▸ **PROVIDED RECORDS**:
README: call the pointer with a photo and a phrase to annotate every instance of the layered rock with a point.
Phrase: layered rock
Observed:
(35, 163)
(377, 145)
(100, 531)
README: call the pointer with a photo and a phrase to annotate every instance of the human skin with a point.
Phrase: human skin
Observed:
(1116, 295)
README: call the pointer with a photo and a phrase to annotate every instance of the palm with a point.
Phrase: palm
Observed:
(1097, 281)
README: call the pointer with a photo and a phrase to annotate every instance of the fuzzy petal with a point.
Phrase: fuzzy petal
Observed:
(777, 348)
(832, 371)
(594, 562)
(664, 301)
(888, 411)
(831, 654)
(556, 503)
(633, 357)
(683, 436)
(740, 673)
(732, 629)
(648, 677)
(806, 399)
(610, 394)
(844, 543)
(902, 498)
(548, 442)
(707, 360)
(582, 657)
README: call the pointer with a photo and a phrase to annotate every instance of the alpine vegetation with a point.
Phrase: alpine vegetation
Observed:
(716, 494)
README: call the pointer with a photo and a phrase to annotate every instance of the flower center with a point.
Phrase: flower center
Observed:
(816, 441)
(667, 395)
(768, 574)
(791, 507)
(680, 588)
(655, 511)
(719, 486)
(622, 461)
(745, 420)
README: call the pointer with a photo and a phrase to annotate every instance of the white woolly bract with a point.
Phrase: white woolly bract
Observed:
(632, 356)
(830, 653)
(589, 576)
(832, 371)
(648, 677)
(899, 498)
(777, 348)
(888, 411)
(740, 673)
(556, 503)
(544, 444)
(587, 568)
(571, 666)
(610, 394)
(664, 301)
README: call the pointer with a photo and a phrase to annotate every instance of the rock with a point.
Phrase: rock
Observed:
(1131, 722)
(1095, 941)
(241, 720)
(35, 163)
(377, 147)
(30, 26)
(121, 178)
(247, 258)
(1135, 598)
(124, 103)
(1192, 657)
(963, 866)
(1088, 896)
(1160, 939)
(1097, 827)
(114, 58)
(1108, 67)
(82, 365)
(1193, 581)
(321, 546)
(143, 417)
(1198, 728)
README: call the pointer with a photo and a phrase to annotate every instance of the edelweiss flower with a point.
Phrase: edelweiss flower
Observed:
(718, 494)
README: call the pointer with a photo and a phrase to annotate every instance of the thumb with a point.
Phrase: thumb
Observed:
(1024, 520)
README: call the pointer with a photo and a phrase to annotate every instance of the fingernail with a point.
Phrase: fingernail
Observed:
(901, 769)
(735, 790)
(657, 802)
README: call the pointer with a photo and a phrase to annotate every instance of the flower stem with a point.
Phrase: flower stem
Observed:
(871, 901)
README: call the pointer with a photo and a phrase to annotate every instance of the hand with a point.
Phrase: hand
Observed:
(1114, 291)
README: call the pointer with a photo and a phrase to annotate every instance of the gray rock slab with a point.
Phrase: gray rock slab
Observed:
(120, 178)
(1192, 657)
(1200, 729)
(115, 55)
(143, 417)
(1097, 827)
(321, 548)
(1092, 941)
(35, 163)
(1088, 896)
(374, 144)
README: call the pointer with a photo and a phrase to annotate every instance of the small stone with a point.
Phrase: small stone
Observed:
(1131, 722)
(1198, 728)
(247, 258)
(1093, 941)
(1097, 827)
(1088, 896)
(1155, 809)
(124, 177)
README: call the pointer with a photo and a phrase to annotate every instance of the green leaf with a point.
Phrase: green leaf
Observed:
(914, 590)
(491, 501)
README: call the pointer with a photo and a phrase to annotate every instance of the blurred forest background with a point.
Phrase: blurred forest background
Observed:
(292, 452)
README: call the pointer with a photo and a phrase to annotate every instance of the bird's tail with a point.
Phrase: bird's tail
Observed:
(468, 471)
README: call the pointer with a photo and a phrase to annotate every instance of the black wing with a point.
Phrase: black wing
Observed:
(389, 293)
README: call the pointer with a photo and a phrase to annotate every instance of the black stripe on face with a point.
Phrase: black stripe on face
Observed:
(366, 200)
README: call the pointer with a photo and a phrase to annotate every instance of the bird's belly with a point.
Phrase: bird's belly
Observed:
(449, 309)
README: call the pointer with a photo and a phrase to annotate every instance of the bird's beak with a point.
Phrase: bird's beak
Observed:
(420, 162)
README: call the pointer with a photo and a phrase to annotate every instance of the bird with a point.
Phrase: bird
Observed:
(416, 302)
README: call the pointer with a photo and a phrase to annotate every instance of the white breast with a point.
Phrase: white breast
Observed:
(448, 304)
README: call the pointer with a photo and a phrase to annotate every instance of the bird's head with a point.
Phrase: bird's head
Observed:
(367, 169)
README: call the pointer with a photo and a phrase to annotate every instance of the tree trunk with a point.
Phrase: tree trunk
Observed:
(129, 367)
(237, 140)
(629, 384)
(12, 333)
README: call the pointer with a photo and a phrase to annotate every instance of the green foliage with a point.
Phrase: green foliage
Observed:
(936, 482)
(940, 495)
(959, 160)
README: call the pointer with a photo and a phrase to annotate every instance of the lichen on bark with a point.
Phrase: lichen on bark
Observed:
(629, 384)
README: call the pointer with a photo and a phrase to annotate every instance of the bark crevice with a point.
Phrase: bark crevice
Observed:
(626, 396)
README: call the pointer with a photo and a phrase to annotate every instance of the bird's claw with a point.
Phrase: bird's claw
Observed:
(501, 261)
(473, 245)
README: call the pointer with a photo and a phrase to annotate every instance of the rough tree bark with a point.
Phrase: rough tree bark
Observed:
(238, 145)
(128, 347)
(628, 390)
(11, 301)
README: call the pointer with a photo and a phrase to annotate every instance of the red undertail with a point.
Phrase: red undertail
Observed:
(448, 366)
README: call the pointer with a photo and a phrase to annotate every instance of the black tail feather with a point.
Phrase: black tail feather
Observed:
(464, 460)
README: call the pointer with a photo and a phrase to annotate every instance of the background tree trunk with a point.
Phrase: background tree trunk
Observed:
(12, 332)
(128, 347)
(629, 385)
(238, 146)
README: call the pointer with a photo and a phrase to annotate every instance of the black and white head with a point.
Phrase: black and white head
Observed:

▸ **WHAT TO PRODUCE**: In the material above, locate the line containing "Phrase: lichen on bark" and the line containing "Phrase: bird's claw". Transcribe exactly those two lines and every line between them, and nothing more.

▸ **OUTPUT**:
Phrase: lichen on bark
Observed:
(629, 384)
README: call the pointer with a photo and a phrase to annotate every instance of the bark crevice with a point.
Phrase: bark crevice
Observed:
(626, 396)
README: call the pointer with a photo and a phrase to annotate every instance of the bird's claw with a point.
Phrase: bird's claw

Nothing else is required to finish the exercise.